BEGIN

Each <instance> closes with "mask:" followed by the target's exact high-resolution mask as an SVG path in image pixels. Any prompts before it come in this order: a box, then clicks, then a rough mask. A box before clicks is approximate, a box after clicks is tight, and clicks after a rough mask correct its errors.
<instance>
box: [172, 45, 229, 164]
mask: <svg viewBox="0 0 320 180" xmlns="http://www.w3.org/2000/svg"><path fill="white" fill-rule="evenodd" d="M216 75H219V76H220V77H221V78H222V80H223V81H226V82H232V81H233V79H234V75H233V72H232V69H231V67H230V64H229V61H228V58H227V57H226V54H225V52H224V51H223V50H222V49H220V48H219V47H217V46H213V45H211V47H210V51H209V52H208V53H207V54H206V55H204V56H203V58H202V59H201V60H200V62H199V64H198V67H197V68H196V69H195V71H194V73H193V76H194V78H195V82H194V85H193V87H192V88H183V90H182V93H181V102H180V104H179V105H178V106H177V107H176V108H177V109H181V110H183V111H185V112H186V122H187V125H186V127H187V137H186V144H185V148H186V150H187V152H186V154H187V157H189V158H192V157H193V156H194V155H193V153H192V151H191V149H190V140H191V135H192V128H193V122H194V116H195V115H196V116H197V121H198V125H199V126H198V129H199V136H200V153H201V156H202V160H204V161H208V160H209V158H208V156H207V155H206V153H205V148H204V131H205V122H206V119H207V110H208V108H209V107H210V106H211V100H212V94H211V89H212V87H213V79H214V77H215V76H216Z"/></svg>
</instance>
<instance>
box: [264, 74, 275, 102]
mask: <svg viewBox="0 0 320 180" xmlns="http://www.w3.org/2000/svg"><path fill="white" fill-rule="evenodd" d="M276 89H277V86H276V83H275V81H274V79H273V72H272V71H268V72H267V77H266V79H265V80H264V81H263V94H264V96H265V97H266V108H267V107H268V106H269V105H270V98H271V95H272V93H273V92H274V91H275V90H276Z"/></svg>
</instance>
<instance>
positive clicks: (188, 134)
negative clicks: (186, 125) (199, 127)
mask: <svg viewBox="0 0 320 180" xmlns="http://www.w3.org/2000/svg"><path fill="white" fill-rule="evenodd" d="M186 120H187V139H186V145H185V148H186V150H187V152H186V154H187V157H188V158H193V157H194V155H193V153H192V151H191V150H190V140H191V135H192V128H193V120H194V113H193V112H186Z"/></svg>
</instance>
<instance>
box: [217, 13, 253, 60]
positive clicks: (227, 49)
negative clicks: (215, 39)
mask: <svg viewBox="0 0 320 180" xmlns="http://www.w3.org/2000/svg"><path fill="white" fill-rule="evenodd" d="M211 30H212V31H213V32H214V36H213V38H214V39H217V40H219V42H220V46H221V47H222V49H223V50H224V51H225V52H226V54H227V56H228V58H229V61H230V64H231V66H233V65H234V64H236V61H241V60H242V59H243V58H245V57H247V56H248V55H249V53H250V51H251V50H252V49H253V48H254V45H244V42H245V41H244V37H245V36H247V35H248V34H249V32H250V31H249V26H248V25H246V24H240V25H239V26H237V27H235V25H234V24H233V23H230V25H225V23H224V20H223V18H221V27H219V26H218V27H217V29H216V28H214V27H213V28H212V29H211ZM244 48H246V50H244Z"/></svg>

END

:: WHAT IS EXPECTED ::
I need all of the records above retyped exactly, please.

:: TASK ANSWER ::
Each <instance> closes with "mask:" followed by the target's exact high-resolution mask as an SVG path in image pixels. Any prompts before it come in this order: a box, then clicks, then a rough mask. A box before clicks is approximate, a box after clicks is tight, and clicks after a rough mask correct its errors.
<instance>
box: [172, 45, 229, 164]
mask: <svg viewBox="0 0 320 180" xmlns="http://www.w3.org/2000/svg"><path fill="white" fill-rule="evenodd" d="M216 75H219V76H220V77H221V78H222V80H223V81H226V82H232V81H233V79H234V75H233V72H232V69H231V67H230V64H229V61H228V58H227V57H226V54H225V52H224V51H223V50H222V49H220V48H219V47H217V46H213V45H211V47H210V51H209V52H208V53H207V54H206V55H204V56H203V58H202V59H201V60H200V62H199V64H198V67H197V68H196V69H195V71H194V73H193V76H194V78H195V82H194V85H193V87H192V88H183V90H182V93H181V102H180V104H179V105H178V106H177V107H176V108H177V109H181V110H183V111H185V112H186V122H187V125H186V127H187V137H186V144H185V148H186V150H187V152H186V154H187V157H189V158H192V157H193V156H194V155H193V153H192V151H191V149H190V140H191V135H192V128H193V122H194V116H195V115H196V116H197V121H198V125H199V126H198V129H199V136H200V153H201V156H202V160H204V161H208V160H209V158H208V156H207V155H206V153H205V148H204V131H205V122H206V119H207V110H208V108H209V107H210V106H211V100H212V94H211V89H212V87H213V79H214V77H215V76H216Z"/></svg>
</instance>
<instance>
box: [264, 74, 275, 102]
mask: <svg viewBox="0 0 320 180" xmlns="http://www.w3.org/2000/svg"><path fill="white" fill-rule="evenodd" d="M276 89H277V86H276V83H275V81H274V79H273V72H272V71H268V72H267V77H266V79H265V80H264V81H263V94H264V96H265V97H266V108H267V107H268V106H269V105H270V98H271V95H272V93H273V92H274V91H275V90H276Z"/></svg>
</instance>
<instance>
positive clicks: (188, 134)
negative clicks: (186, 125) (199, 127)
mask: <svg viewBox="0 0 320 180" xmlns="http://www.w3.org/2000/svg"><path fill="white" fill-rule="evenodd" d="M186 120H187V139H186V145H185V148H186V150H187V152H186V154H187V157H188V158H193V157H194V155H193V153H192V151H191V150H190V140H191V135H192V128H193V120H194V113H193V112H186Z"/></svg>
</instance>
<instance>
box: [217, 13, 253, 60]
positive clicks: (227, 49)
negative clicks: (215, 39)
mask: <svg viewBox="0 0 320 180" xmlns="http://www.w3.org/2000/svg"><path fill="white" fill-rule="evenodd" d="M211 30H212V31H213V32H214V36H213V38H214V39H217V40H219V42H220V46H221V47H222V49H223V50H224V51H225V52H226V54H227V56H228V58H229V61H230V64H231V66H233V65H234V64H236V61H241V60H242V59H243V58H245V57H247V56H248V55H249V53H250V51H251V50H252V49H253V48H254V45H244V42H245V41H244V37H245V36H247V35H248V34H249V32H250V31H249V26H248V25H246V24H240V25H239V26H237V27H235V25H234V24H233V23H230V25H225V23H224V20H223V18H221V27H219V26H218V27H217V29H216V28H214V27H213V28H212V29H211ZM244 48H246V50H244Z"/></svg>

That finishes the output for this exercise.